WHAT YOU NEED TO DO: Render the items as a JSON list of strings, one string per line and with blank lines omitted. Begin with the line containing "For each instance of the orange" and continue through the line containing "(1231, 331)", both included, and leave the pictures out.
[Start of PROVIDED ENTRIES]
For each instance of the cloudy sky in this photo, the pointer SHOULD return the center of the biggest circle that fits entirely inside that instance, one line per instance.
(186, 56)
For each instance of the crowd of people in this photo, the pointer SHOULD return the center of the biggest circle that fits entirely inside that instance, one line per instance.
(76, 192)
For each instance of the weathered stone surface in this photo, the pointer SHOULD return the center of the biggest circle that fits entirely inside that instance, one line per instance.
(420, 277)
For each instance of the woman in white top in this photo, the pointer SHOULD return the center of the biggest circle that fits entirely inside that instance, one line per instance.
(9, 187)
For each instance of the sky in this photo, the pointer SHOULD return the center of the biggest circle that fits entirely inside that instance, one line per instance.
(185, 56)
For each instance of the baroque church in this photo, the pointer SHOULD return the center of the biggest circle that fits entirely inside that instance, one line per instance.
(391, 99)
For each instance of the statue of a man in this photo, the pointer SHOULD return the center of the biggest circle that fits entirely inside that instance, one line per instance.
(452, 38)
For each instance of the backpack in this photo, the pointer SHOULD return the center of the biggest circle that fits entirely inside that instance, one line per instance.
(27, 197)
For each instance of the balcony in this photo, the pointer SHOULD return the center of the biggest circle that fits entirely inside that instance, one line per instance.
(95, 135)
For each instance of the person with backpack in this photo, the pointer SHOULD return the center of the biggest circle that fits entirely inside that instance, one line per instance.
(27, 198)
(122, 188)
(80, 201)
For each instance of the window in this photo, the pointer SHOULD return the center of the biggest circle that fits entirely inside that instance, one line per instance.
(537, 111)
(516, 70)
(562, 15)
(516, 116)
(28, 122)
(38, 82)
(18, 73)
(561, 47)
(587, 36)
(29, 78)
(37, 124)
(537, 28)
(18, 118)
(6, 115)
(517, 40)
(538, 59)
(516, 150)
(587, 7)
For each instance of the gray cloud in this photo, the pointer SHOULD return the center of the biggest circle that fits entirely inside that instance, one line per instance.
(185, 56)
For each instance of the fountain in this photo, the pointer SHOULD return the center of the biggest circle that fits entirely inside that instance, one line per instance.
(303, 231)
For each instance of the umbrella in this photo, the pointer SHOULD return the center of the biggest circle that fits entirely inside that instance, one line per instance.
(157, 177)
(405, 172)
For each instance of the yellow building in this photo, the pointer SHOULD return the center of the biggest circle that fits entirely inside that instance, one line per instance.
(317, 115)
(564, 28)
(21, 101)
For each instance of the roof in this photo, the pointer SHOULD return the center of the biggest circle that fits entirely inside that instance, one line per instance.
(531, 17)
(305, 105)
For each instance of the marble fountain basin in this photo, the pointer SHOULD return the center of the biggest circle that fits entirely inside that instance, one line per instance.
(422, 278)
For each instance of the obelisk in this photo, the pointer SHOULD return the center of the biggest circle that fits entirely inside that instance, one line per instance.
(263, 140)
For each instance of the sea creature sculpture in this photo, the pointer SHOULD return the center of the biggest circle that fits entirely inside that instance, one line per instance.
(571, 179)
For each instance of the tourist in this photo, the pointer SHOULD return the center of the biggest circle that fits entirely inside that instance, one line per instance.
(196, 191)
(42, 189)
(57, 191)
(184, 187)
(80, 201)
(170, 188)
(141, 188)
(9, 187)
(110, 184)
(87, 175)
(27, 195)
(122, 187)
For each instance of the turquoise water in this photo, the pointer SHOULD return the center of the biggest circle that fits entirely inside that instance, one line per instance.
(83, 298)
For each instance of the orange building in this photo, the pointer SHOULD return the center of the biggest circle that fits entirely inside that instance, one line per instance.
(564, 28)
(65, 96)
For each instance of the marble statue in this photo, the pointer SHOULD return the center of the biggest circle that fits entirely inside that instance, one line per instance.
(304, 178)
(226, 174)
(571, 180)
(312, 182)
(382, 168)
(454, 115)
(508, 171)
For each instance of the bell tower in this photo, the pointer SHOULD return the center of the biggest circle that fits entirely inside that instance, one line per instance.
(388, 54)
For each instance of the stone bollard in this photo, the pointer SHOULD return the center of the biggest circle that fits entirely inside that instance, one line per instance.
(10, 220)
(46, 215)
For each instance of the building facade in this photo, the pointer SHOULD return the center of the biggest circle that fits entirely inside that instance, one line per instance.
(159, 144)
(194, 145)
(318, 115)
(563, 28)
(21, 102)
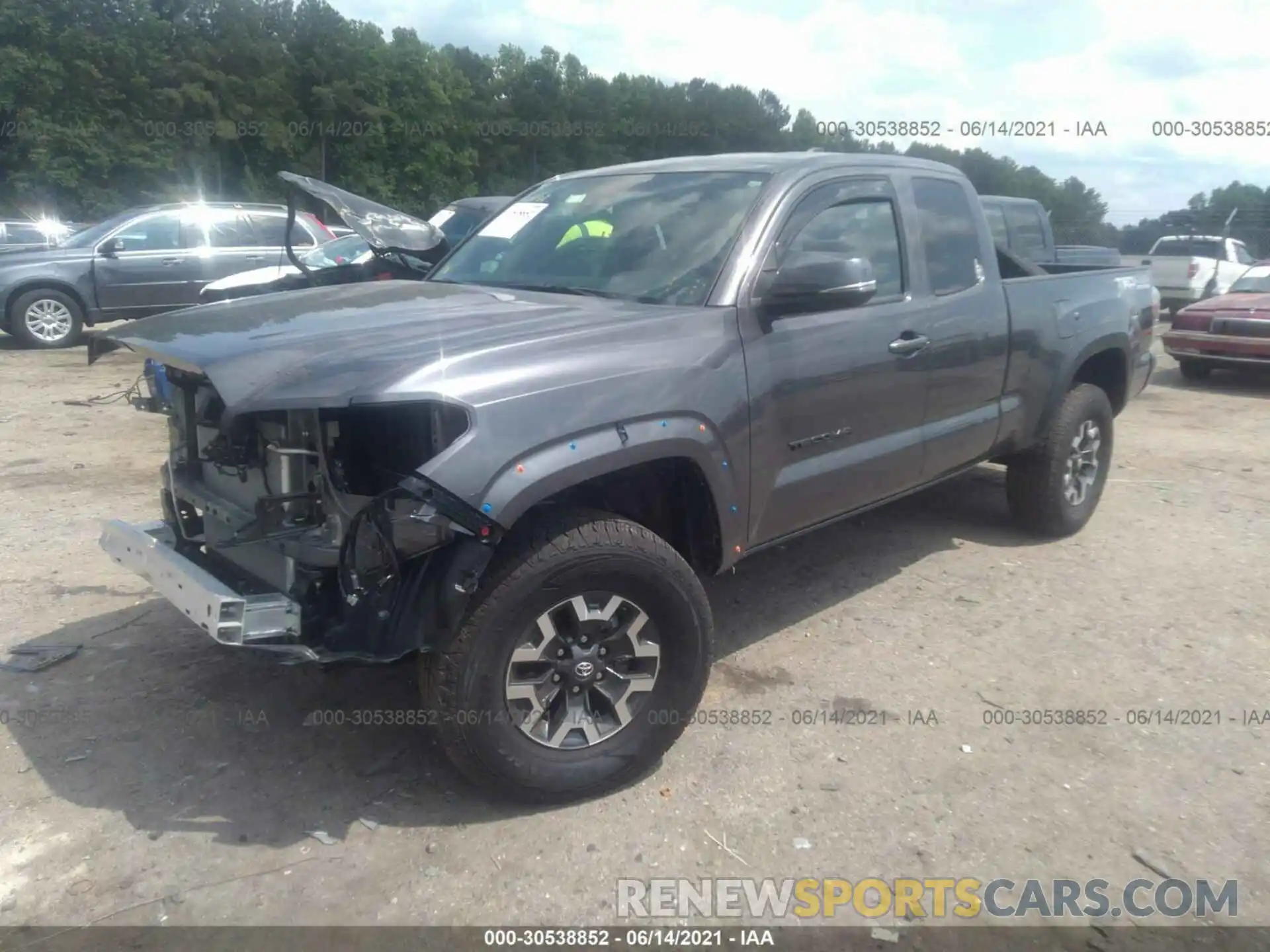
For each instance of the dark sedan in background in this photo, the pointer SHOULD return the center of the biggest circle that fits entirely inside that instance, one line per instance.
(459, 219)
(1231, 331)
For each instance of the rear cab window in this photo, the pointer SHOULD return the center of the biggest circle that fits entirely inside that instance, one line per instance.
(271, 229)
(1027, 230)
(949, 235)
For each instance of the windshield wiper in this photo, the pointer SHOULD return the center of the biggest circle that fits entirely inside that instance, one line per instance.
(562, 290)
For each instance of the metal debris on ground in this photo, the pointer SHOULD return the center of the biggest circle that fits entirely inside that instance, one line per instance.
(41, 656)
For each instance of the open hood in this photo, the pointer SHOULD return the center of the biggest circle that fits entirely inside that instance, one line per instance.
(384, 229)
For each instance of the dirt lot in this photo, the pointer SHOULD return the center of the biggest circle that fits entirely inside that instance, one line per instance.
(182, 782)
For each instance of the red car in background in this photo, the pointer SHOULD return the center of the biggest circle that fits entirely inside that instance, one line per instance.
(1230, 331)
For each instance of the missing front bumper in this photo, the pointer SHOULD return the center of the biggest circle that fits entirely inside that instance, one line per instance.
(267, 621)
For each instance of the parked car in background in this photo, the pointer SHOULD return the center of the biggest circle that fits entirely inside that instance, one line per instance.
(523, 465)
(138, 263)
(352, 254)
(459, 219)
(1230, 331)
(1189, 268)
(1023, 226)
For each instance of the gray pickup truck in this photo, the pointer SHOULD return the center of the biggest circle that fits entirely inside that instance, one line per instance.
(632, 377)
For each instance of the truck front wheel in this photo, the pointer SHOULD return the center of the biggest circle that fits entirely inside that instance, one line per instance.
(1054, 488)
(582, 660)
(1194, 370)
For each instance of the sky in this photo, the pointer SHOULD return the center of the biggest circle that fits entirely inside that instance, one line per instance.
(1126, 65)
[End of PROVIDED ENTRIES]
[Start of PROVIDED ENTRIES]
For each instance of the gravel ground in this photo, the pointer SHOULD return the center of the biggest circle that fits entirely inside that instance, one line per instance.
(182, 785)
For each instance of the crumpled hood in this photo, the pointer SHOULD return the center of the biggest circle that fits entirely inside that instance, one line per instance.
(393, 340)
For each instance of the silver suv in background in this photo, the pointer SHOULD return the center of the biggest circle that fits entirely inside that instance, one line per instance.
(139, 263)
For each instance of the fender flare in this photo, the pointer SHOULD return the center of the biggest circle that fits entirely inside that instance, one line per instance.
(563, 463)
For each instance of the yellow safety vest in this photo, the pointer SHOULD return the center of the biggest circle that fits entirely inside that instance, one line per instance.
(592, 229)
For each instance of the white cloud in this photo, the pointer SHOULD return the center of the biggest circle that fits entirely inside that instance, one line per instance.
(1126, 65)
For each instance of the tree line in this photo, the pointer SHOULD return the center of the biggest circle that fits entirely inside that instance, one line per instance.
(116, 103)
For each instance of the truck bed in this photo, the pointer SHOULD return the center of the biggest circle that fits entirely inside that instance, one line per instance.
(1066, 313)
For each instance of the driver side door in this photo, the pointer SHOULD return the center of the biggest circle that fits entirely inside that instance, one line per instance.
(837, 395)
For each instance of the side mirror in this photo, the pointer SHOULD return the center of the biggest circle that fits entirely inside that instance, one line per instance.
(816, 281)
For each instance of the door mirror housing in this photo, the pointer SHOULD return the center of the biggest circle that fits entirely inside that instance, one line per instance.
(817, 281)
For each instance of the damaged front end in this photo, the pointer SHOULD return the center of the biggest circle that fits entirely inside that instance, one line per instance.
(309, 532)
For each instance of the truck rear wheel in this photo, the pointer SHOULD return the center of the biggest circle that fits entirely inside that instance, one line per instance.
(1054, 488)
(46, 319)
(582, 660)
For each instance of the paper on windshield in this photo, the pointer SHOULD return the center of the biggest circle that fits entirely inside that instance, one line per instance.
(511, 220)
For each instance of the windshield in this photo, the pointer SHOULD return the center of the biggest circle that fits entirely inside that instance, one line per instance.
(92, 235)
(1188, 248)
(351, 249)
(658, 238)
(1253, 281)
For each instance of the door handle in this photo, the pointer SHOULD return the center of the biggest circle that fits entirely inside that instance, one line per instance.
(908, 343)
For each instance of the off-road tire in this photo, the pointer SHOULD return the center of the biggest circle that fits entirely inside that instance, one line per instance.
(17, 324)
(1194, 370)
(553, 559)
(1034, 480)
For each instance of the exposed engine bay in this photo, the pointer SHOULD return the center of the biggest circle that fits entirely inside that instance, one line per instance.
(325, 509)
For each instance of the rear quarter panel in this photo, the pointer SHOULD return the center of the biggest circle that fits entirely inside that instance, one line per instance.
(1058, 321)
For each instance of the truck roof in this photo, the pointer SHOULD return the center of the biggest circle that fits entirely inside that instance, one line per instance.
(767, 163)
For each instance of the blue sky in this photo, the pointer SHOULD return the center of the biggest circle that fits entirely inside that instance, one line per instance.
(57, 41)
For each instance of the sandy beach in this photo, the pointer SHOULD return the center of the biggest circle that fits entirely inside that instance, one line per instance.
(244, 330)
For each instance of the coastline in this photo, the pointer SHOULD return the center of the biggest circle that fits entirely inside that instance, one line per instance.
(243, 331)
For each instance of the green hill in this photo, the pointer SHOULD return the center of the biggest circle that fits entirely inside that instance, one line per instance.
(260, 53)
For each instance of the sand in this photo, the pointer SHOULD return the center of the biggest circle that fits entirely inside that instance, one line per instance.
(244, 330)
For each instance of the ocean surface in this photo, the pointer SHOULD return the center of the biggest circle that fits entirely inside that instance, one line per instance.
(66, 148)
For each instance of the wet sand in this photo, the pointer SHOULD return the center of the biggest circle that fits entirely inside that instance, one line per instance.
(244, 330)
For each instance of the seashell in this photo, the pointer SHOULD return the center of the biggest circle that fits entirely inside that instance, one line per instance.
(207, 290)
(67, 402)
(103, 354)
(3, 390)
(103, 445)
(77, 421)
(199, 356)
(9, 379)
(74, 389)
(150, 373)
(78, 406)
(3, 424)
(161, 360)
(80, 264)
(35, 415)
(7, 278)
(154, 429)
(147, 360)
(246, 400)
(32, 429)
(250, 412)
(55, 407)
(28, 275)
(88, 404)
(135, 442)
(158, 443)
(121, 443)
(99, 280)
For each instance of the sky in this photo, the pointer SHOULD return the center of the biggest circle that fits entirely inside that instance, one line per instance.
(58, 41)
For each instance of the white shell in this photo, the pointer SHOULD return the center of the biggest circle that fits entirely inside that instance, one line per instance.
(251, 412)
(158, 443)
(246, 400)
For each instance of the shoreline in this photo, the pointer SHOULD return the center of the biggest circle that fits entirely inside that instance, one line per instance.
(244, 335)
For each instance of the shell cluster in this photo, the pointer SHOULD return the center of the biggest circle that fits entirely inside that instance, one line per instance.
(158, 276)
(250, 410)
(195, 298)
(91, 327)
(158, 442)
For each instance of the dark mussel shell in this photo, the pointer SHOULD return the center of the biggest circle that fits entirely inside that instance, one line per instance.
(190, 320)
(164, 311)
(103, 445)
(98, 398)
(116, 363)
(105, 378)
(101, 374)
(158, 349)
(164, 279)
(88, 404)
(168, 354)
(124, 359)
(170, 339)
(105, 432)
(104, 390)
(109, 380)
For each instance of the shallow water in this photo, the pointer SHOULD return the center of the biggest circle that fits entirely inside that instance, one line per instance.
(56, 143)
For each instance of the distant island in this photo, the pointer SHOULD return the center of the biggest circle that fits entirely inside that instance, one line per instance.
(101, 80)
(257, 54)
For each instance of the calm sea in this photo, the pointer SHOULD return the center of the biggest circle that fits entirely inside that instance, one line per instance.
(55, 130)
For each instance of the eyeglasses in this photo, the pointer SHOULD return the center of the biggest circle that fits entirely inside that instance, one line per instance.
[End of PROVIDED ENTRIES]
[Start of PROVIDED ENTRIES]
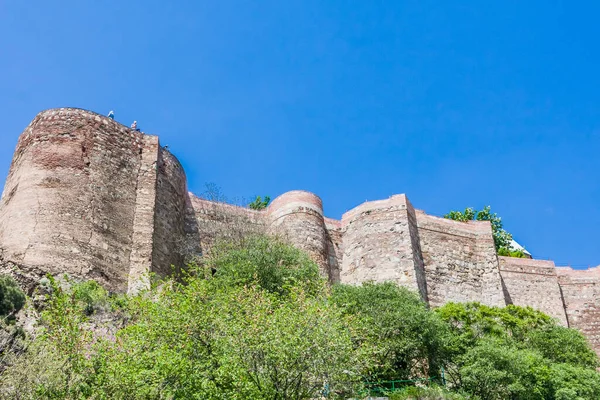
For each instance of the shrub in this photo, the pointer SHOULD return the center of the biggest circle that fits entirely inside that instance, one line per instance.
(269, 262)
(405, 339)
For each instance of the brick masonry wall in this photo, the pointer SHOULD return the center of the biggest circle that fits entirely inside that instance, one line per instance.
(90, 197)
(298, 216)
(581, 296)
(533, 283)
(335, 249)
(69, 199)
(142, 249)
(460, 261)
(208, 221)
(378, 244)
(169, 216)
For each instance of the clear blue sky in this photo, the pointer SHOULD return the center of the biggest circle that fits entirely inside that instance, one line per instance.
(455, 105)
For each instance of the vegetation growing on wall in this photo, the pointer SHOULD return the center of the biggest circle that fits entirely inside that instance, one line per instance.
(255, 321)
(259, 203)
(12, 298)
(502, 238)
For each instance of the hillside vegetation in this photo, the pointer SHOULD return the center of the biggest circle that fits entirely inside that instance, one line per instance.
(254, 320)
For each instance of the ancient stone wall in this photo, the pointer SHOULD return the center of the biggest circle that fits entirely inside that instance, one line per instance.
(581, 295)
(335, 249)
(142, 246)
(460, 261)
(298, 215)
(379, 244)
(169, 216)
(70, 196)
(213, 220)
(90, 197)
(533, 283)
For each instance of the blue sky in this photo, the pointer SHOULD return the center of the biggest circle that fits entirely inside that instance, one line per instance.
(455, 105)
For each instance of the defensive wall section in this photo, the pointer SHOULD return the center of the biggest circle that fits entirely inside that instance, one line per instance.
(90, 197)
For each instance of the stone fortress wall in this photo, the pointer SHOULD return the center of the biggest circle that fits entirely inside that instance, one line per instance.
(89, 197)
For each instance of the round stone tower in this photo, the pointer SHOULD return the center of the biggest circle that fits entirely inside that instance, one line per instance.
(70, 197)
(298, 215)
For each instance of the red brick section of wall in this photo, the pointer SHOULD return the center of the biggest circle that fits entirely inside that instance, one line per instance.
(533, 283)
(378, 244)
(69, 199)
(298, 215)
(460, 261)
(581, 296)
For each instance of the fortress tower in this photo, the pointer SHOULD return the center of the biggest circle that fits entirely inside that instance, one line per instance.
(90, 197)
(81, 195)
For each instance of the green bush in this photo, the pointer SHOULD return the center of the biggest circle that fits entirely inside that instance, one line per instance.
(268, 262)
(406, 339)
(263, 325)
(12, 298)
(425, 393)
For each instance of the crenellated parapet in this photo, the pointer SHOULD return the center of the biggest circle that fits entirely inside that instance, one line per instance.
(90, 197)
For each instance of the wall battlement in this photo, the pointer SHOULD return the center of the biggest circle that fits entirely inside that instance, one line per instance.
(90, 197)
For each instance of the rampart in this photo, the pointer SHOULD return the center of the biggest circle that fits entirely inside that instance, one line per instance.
[End of PROVIDED ENTRIES]
SOLUTION FOR THIS EXERCISE:
[
  "For each instance of the orange building in this photo, the pointer SHOULD return the center of the biggest circle that fits entirely inside that instance, one line per instance.",
  "(564, 28)",
  "(65, 96)",
  "For each instance of the marble statue in this photo, the pointer SHOULD return the center of the biggest circle that fits entirely inside that instance, one line per instance.",
  "(304, 178)",
  "(226, 174)",
  "(571, 180)",
  "(312, 182)",
  "(382, 168)",
  "(454, 115)",
  "(508, 171)",
  "For each instance of the bell tower in this photo, the pointer SHOULD return the center of the biggest circle that fits entirely inside that instance, one line per instance.",
  "(388, 54)",
  "For each instance of the stone bollard in this photo, the pointer SHOULD return the center of the biggest circle that fits entirely inside that instance, one line per instance.",
  "(10, 220)",
  "(46, 215)",
  "For each instance of the building facade in this photo, the pointer SHOULD return the center of the biggest circle that fits entirely inside that instance, one line per instance.",
  "(159, 144)",
  "(194, 145)",
  "(318, 115)",
  "(563, 28)",
  "(21, 102)",
  "For each instance of the dark sedan in background in this photo, the pointer SHOULD return the center of the biggest circle that fits entirely inside that instance, one line per instance.",
  "(459, 219)",
  "(1231, 331)"
]